◆ Exercise goal
Collect each line from the items below that contains the string "wall", copying the lines unchanged. Matching is case-sensitive.

◆ Records provided
[BEGIN]

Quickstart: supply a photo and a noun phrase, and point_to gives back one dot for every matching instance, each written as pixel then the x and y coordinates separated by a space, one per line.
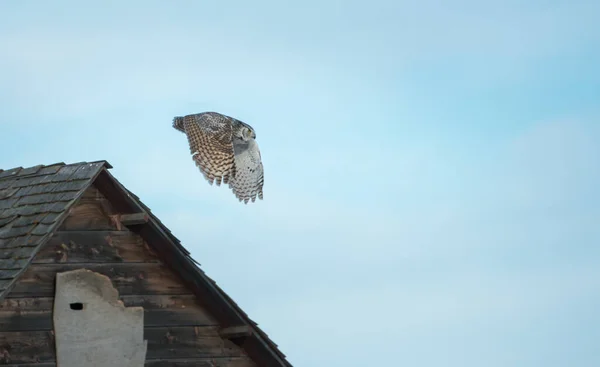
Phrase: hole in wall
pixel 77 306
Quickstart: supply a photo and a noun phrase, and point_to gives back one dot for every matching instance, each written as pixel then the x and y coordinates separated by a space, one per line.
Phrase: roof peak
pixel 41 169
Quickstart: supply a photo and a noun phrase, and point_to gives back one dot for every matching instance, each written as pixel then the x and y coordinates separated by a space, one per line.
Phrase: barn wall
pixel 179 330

[END]
[BEGIN]

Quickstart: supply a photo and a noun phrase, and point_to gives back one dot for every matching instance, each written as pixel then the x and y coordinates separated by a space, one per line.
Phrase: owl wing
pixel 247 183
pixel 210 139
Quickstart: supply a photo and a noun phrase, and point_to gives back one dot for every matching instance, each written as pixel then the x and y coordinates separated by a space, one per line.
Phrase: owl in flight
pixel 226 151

[END]
[BEGIN]

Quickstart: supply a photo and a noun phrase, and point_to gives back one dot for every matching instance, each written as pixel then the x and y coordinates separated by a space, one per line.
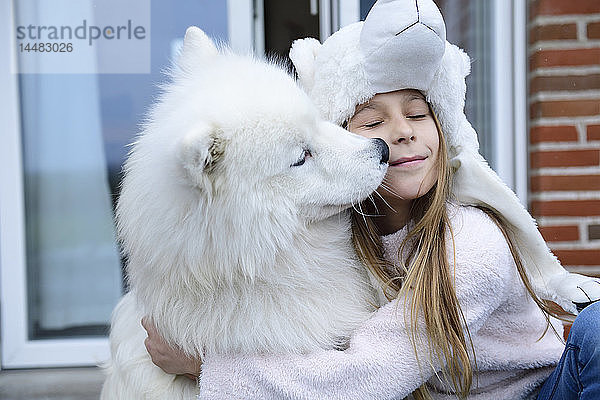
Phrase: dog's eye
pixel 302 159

[END]

◆ Full solution
Phrase: hole in wall
Phrase: barn wall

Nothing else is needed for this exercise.